Go through the material and pull out every line with the string "below" in it.
=== Section Start ===
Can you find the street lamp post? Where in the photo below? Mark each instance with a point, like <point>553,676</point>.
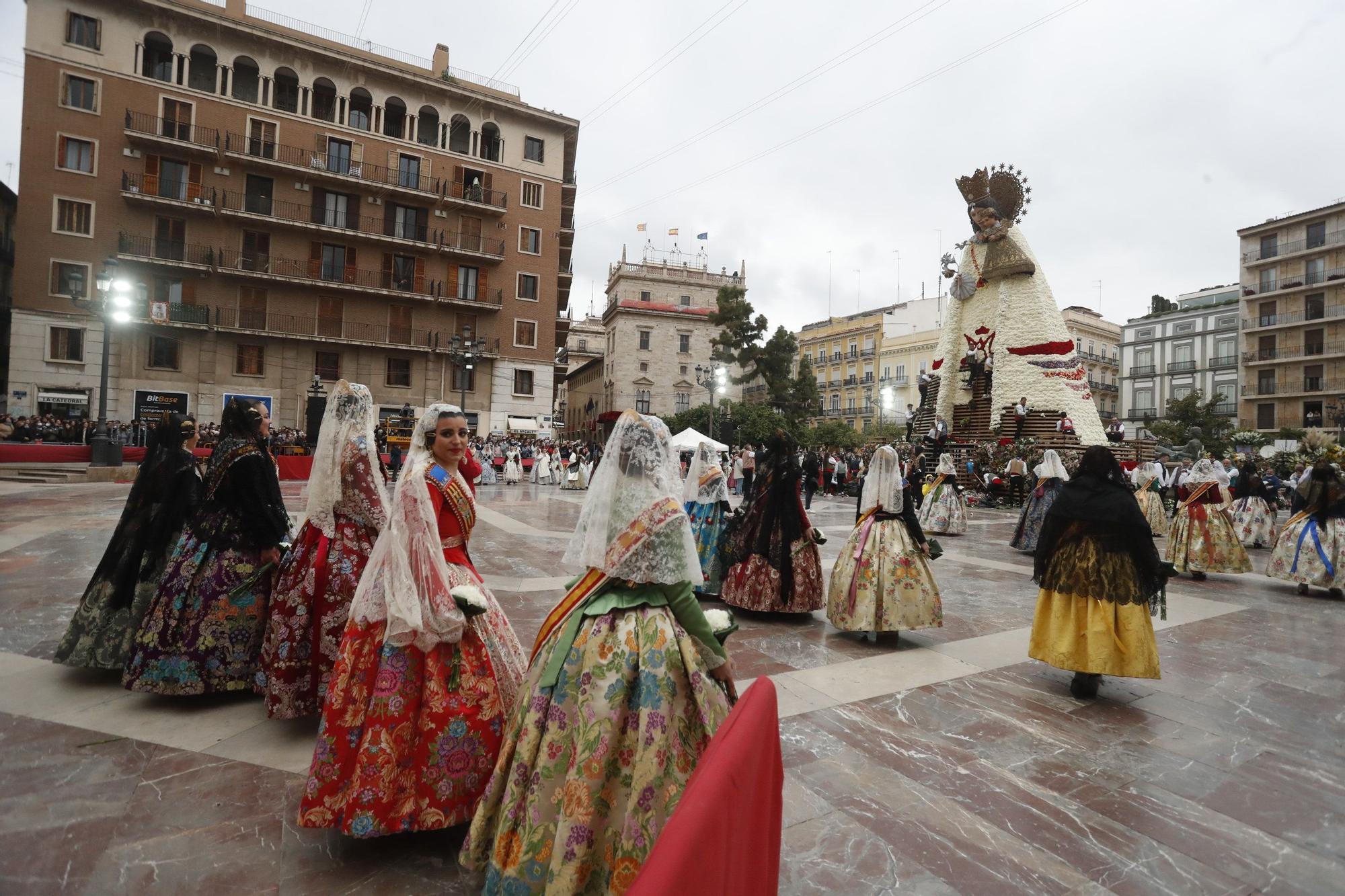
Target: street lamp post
<point>114,306</point>
<point>714,380</point>
<point>462,352</point>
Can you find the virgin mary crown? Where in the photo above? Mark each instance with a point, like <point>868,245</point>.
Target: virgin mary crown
<point>1004,186</point>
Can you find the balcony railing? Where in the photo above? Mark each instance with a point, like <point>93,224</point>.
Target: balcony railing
<point>1296,282</point>
<point>323,327</point>
<point>322,217</point>
<point>165,249</point>
<point>1295,317</point>
<point>158,186</point>
<point>171,130</point>
<point>1299,245</point>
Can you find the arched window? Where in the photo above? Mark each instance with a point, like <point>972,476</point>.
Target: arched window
<point>395,118</point>
<point>361,110</point>
<point>159,63</point>
<point>247,77</point>
<point>461,135</point>
<point>204,63</point>
<point>325,100</point>
<point>286,96</point>
<point>427,127</point>
<point>490,142</point>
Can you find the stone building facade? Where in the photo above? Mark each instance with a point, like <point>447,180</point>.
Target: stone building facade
<point>658,331</point>
<point>289,205</point>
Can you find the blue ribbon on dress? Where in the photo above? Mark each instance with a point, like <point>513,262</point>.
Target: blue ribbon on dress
<point>1311,526</point>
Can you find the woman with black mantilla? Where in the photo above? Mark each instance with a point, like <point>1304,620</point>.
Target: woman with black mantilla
<point>166,493</point>
<point>1101,580</point>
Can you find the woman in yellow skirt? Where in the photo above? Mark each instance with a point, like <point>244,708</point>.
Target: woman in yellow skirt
<point>1101,580</point>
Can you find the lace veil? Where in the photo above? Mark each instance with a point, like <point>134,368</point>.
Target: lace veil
<point>348,432</point>
<point>883,485</point>
<point>638,482</point>
<point>705,464</point>
<point>407,581</point>
<point>1051,467</point>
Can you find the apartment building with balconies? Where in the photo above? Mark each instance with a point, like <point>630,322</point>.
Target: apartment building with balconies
<point>1293,319</point>
<point>1178,349</point>
<point>290,204</point>
<point>1098,343</point>
<point>658,331</point>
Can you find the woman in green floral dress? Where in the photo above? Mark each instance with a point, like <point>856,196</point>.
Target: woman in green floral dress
<point>619,704</point>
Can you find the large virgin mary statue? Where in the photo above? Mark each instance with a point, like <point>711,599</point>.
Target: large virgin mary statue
<point>1003,306</point>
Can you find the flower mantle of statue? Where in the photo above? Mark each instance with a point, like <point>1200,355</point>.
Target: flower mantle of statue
<point>1004,307</point>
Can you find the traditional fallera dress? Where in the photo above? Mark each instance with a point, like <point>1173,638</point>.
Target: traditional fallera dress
<point>418,701</point>
<point>1051,479</point>
<point>1202,538</point>
<point>1311,548</point>
<point>321,573</point>
<point>1149,495</point>
<point>1253,512</point>
<point>945,510</point>
<point>1101,580</point>
<point>883,580</point>
<point>166,493</point>
<point>773,557</point>
<point>705,497</point>
<point>205,626</point>
<point>619,704</point>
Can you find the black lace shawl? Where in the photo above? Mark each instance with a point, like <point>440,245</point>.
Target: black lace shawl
<point>1112,516</point>
<point>774,520</point>
<point>165,494</point>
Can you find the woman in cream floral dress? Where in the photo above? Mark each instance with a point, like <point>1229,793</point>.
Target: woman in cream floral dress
<point>883,581</point>
<point>619,704</point>
<point>1202,538</point>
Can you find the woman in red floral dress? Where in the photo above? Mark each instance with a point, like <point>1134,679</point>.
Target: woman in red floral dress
<point>318,579</point>
<point>418,701</point>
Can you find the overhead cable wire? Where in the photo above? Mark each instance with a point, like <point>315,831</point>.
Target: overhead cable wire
<point>852,114</point>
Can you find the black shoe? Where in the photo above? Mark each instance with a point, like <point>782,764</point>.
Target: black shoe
<point>1085,685</point>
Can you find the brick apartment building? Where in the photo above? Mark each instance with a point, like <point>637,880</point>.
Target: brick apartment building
<point>286,206</point>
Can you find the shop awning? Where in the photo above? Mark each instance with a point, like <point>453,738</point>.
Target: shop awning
<point>64,397</point>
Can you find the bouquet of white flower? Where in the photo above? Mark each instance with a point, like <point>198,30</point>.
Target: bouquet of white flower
<point>470,600</point>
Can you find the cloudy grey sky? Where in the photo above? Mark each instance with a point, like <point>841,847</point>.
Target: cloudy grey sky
<point>1151,130</point>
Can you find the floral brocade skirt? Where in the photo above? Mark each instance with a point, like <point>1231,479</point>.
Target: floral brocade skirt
<point>1254,521</point>
<point>309,611</point>
<point>1203,540</point>
<point>888,587</point>
<point>1031,520</point>
<point>945,514</point>
<point>707,529</point>
<point>1311,552</point>
<point>196,637</point>
<point>754,584</point>
<point>592,768</point>
<point>1079,633</point>
<point>1152,505</point>
<point>408,737</point>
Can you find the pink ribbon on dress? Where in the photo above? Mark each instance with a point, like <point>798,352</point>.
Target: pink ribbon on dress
<point>866,528</point>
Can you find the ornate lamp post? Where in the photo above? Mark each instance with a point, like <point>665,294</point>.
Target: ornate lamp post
<point>462,352</point>
<point>715,380</point>
<point>114,304</point>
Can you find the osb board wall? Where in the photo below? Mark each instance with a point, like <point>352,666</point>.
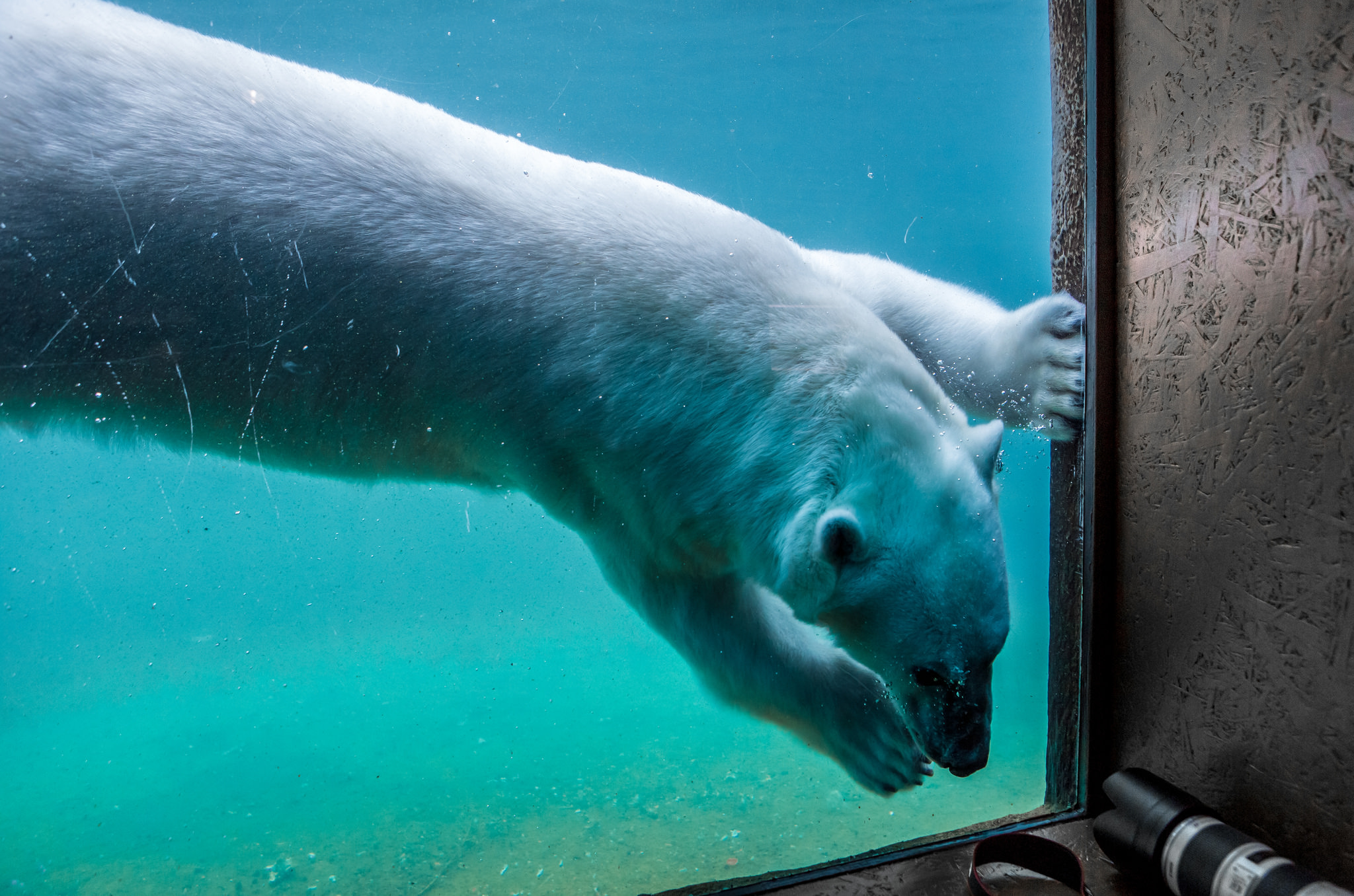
=== Section End ===
■ **Expected answer**:
Can you find the street lamp post? Where in the photo below? Mark each instance with a point, like <point>553,676</point>.
Can you find the osb board wall? Where in the photo below? Mark each instance with a point, like <point>352,666</point>.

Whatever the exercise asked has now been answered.